— begin GIVEN DATA —

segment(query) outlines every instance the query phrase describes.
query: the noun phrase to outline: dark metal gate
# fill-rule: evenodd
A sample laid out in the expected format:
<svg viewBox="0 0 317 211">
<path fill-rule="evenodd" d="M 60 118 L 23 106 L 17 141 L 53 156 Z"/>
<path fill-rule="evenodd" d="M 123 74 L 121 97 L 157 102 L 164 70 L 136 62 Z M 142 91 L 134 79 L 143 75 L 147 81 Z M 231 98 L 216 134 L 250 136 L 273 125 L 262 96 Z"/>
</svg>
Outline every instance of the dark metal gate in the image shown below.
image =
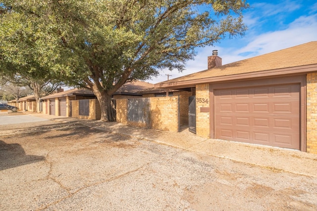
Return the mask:
<svg viewBox="0 0 317 211">
<path fill-rule="evenodd" d="M 62 116 L 66 116 L 66 99 L 59 100 L 59 115 Z"/>
<path fill-rule="evenodd" d="M 50 114 L 55 115 L 55 100 L 50 101 Z"/>
<path fill-rule="evenodd" d="M 188 128 L 192 133 L 196 134 L 196 96 L 189 97 L 188 106 Z"/>
<path fill-rule="evenodd" d="M 89 115 L 89 99 L 79 100 L 79 115 Z"/>
<path fill-rule="evenodd" d="M 149 123 L 150 99 L 136 98 L 128 101 L 128 121 L 135 122 Z"/>
</svg>

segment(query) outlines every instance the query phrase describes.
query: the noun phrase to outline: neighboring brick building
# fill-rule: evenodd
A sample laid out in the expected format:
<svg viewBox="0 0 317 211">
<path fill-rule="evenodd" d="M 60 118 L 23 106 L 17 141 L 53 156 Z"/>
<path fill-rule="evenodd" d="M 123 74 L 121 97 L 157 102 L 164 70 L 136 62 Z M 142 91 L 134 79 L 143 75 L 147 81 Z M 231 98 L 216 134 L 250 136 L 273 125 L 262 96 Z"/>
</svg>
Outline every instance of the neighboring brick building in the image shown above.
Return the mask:
<svg viewBox="0 0 317 211">
<path fill-rule="evenodd" d="M 18 100 L 16 106 L 20 110 L 28 110 L 32 112 L 36 111 L 36 101 L 35 96 L 29 95 Z"/>
<path fill-rule="evenodd" d="M 87 89 L 72 89 L 62 91 L 44 97 L 42 101 L 42 112 L 55 116 L 72 116 L 73 101 L 95 99 L 92 92 Z"/>
<path fill-rule="evenodd" d="M 214 52 L 208 63 L 155 85 L 196 88 L 198 135 L 317 154 L 317 42 L 224 65 Z"/>
</svg>

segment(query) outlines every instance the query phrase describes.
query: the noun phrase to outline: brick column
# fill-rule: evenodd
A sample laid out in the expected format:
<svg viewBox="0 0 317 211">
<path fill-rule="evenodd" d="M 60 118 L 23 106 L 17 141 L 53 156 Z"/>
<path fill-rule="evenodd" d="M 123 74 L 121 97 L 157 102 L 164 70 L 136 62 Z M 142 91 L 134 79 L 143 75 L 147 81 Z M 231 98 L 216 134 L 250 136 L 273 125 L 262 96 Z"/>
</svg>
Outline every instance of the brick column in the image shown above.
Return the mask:
<svg viewBox="0 0 317 211">
<path fill-rule="evenodd" d="M 196 134 L 206 138 L 210 138 L 210 114 L 201 108 L 210 107 L 209 96 L 209 84 L 196 85 Z"/>
<path fill-rule="evenodd" d="M 317 73 L 307 74 L 307 151 L 317 154 Z"/>
</svg>

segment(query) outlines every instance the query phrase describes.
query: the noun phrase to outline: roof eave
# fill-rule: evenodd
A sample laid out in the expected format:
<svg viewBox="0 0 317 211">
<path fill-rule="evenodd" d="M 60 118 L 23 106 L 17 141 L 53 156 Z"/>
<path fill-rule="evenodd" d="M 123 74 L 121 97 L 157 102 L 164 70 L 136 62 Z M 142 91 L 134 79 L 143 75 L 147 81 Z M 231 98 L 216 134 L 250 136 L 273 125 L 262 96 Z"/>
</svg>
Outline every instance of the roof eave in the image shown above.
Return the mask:
<svg viewBox="0 0 317 211">
<path fill-rule="evenodd" d="M 274 69 L 267 70 L 262 70 L 257 72 L 251 72 L 219 76 L 210 77 L 204 78 L 166 82 L 161 82 L 154 85 L 156 88 L 174 89 L 195 86 L 196 84 L 206 84 L 214 82 L 224 82 L 243 79 L 250 79 L 265 77 L 275 76 L 283 76 L 285 75 L 298 75 L 306 73 L 317 72 L 317 64 L 295 67 L 286 67 L 280 69 Z"/>
</svg>

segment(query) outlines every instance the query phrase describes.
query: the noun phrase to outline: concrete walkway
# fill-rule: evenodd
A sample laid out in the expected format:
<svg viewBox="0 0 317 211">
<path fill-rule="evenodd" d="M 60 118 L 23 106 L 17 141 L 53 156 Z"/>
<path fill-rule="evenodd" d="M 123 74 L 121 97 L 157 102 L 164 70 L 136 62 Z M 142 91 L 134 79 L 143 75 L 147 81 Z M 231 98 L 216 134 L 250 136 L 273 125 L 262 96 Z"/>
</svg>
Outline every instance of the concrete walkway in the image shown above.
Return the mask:
<svg viewBox="0 0 317 211">
<path fill-rule="evenodd" d="M 317 177 L 317 155 L 276 147 L 207 139 L 189 132 L 188 129 L 176 133 L 129 127 L 116 122 L 81 120 L 34 113 L 29 114 L 61 122 L 80 122 L 86 126 L 111 133 L 249 163 L 274 171 L 286 171 Z"/>
</svg>

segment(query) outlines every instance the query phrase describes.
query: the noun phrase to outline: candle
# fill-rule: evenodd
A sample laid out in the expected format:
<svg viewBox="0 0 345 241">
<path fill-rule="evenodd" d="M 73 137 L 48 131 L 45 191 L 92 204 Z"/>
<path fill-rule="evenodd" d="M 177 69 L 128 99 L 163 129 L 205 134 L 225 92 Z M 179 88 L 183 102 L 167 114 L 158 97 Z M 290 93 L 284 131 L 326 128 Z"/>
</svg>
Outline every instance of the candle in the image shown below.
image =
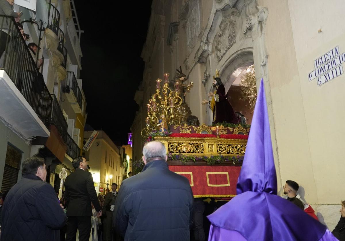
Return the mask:
<svg viewBox="0 0 345 241">
<path fill-rule="evenodd" d="M 164 74 L 165 83 L 167 83 L 169 82 L 169 73 L 166 73 L 165 74 Z"/>
<path fill-rule="evenodd" d="M 177 82 L 175 84 L 175 91 L 176 92 L 178 92 L 178 87 L 179 85 L 180 84 Z"/>
<path fill-rule="evenodd" d="M 172 98 L 171 97 L 169 98 L 169 101 L 170 102 L 170 107 L 174 107 L 174 102 L 172 101 Z"/>
<path fill-rule="evenodd" d="M 156 88 L 160 89 L 160 82 L 162 81 L 162 80 L 161 80 L 160 78 L 158 78 L 156 80 L 156 81 L 157 82 L 157 85 L 156 86 Z"/>
</svg>

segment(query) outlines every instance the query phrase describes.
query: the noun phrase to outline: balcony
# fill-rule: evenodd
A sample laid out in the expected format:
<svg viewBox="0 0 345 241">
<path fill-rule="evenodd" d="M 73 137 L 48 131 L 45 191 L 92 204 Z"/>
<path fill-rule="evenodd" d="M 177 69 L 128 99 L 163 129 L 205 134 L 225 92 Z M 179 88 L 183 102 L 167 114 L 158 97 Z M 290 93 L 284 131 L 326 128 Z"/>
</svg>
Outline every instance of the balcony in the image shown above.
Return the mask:
<svg viewBox="0 0 345 241">
<path fill-rule="evenodd" d="M 48 137 L 52 99 L 14 19 L 0 15 L 0 116 L 26 138 Z M 6 29 L 8 33 L 3 32 Z M 47 97 L 48 96 L 48 97 Z"/>
<path fill-rule="evenodd" d="M 47 47 L 51 51 L 55 50 L 59 45 L 59 30 L 60 29 L 60 13 L 51 3 L 48 4 L 49 15 L 46 28 L 45 36 Z"/>
<path fill-rule="evenodd" d="M 66 153 L 72 159 L 74 159 L 80 155 L 80 148 L 73 140 L 69 134 L 67 134 L 67 140 L 66 144 L 67 145 L 67 149 Z"/>
<path fill-rule="evenodd" d="M 76 113 L 81 113 L 82 96 L 81 92 L 77 82 L 74 73 L 71 71 L 67 72 L 66 86 L 68 85 L 71 91 L 69 94 L 66 93 L 66 95 L 71 105 Z"/>
</svg>

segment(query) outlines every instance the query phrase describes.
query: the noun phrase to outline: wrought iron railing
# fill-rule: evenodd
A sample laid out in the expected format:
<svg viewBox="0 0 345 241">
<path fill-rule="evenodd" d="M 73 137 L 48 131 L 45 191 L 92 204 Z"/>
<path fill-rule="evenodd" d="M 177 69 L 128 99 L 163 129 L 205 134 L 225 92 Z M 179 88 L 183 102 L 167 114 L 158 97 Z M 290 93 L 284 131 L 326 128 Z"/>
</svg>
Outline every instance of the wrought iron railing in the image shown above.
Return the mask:
<svg viewBox="0 0 345 241">
<path fill-rule="evenodd" d="M 51 3 L 48 3 L 49 15 L 48 17 L 48 23 L 47 27 L 55 33 L 59 35 L 59 26 L 60 23 L 60 13 L 57 9 Z"/>
<path fill-rule="evenodd" d="M 72 89 L 74 93 L 74 96 L 77 98 L 78 94 L 78 83 L 77 82 L 77 79 L 74 72 L 71 71 L 67 72 L 66 85 Z"/>
<path fill-rule="evenodd" d="M 81 101 L 82 100 L 82 96 L 81 95 L 81 92 L 80 91 L 80 89 L 78 87 L 78 94 L 77 96 L 77 102 L 78 103 L 78 104 L 79 105 L 79 107 L 80 107 L 80 109 L 82 109 L 81 107 Z"/>
<path fill-rule="evenodd" d="M 50 124 L 53 125 L 58 129 L 59 132 L 66 143 L 67 140 L 67 124 L 63 114 L 61 111 L 61 108 L 59 104 L 55 95 L 52 95 L 53 97 L 53 105 L 51 112 L 51 118 Z"/>
<path fill-rule="evenodd" d="M 66 144 L 67 146 L 67 151 L 66 153 L 72 159 L 74 159 L 80 155 L 80 148 L 68 133 L 67 134 L 67 141 Z"/>
<path fill-rule="evenodd" d="M 4 70 L 43 123 L 52 99 L 14 19 L 0 15 L 0 69 Z"/>
<path fill-rule="evenodd" d="M 67 49 L 63 46 L 65 43 L 65 34 L 60 29 L 59 29 L 58 38 L 59 39 L 58 50 L 63 56 L 63 60 L 61 65 L 66 69 L 66 65 L 67 64 Z"/>
</svg>

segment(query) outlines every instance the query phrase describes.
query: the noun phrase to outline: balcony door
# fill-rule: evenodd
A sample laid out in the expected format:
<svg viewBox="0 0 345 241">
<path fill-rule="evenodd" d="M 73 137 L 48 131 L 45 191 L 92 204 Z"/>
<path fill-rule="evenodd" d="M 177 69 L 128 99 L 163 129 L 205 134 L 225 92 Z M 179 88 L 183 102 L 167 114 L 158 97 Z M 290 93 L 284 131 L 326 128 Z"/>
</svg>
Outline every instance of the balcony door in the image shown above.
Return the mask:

— end GIVEN DATA —

▸ WHAT THE EXERCISE ASKS
Could you return every line of the records above that contains the word "metal"? Case counts, so list only the lines where it appears in that exact case.

▸ OUTPUT OF THE EXERCISE
query: the noun phrase to outline: dark metal gate
Outline every instance of the dark metal gate in the image shown below.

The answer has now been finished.